— TASKS FOR THIS EXERCISE —
A: Rewrite the contributor notes from "Diane Schuirman is" through "community newspaper journalism.", swapping "public relations" for "advertising".
B: Extend the contributor notes past their last sentence.

— SELECTED TEXT —

========

Online Editor and Assistant Art
Director, Michael
Elias, is pursuing a master's degree in mass
communication studies. He hopes to start a career that
integrates technology with design. Visit his homepage at http://darkwing.uoregon.edu/~melias
Serious researcher Tracy Picha tripped
over the light fantastic with ballroom dancers in the course
of writing (Dance Hall Days). "Anytime I asked
one of them about ballroom dancing they beamed," Picha
says. "They were the happiest people I've ever
met."
Diane Schuirman is pursuing a
master's degree in jounalism and plans to work as an editor
for a trade or hobby magazine. She also has experience in
public relations and community newspaper journalism.
Rosemary Howe Camozzi's visits to
the HORSES ranch permanently altered her definition of
disability (Taking the Reins). Disabled people don't
see themselves as disabled, she says. "The need for
adventure is universal. They're determined to experience
adventure despite all obstacles."

========

— SUPPLIED RECORDS —
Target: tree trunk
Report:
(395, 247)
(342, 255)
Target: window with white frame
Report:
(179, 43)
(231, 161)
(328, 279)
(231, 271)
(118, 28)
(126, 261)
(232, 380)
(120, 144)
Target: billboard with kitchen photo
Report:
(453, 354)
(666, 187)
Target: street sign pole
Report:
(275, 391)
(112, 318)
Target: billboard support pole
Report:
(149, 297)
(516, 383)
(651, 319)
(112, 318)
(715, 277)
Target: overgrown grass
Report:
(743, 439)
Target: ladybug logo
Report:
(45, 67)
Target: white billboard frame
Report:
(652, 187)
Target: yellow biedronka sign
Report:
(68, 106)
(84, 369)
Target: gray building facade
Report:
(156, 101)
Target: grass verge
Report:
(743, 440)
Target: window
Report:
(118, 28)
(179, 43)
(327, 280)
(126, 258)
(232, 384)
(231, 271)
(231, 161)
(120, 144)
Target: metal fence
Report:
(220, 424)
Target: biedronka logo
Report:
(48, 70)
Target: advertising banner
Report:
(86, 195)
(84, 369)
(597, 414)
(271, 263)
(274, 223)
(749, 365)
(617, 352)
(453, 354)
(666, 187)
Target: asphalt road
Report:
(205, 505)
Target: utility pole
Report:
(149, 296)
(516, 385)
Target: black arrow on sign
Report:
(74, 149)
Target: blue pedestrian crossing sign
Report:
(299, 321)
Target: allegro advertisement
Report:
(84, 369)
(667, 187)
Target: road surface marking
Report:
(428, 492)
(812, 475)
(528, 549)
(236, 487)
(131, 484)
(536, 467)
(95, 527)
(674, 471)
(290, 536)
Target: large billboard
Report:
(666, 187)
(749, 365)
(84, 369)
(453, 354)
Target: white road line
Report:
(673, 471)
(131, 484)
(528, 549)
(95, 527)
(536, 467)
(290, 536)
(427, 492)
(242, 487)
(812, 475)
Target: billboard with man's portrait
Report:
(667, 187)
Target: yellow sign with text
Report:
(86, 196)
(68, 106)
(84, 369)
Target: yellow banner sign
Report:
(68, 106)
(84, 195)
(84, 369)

========

— RESULTS BY TASK —
A:
Diane Schuirman is pursuing a
master's degree in jounalism and plans to work as an editor
for a trade or hobby magazine. She also has experience in
advertising and community newspaper journalism.

B:
Paige Bills (Without Her)
was present when her own mother was taken off life support
three years ago. She and Angela Nurre spent many afternoons
curled on a couch in Angela's apartment, talking about a
subject seldom discussed in society.
Samantha Martin visited the pioneer
of hair research, Dr. Robson Bonnichsen, at his office in
Corvallis, Oregon, to piece together the strands of her
story, Back to Our Roots. "I look at my
hairbrush in a whole new light," Martin says.
"She just sees life,"
Colleen Pohlig says of Sue Ryan, the woman she profiles in Lioness
in Winter. Pohlig describes Ryan's effort to give
breast cancer a face as tremendously inspiring. Somebody's
finally talking back to the "silent killer" by
speaking, showing and exposing.
Sonja Sherwood infiltrated the
glamorous world of Oregon's prison system to research Prison
House of Style. Hobnobbing with well-dressed
felons taught Sherwood a valuable lesson: "If I ever
decide to take up a life of crime, I'm going to make sure I
have a good publicist."
Stacey
Croll (Art Associate for Lioness in Winter) will
be graduating in the fall of 1996. She hopes to find work
that integrates her journalistic talents with her background
in the sciences.
Lori Anna Hinton (Art Associate for Without
Her) is graduating from the University of Oregon Clark
Honors College. She hopes to combine her love for travel and
the great outdoors with a career in magazine writing or
design.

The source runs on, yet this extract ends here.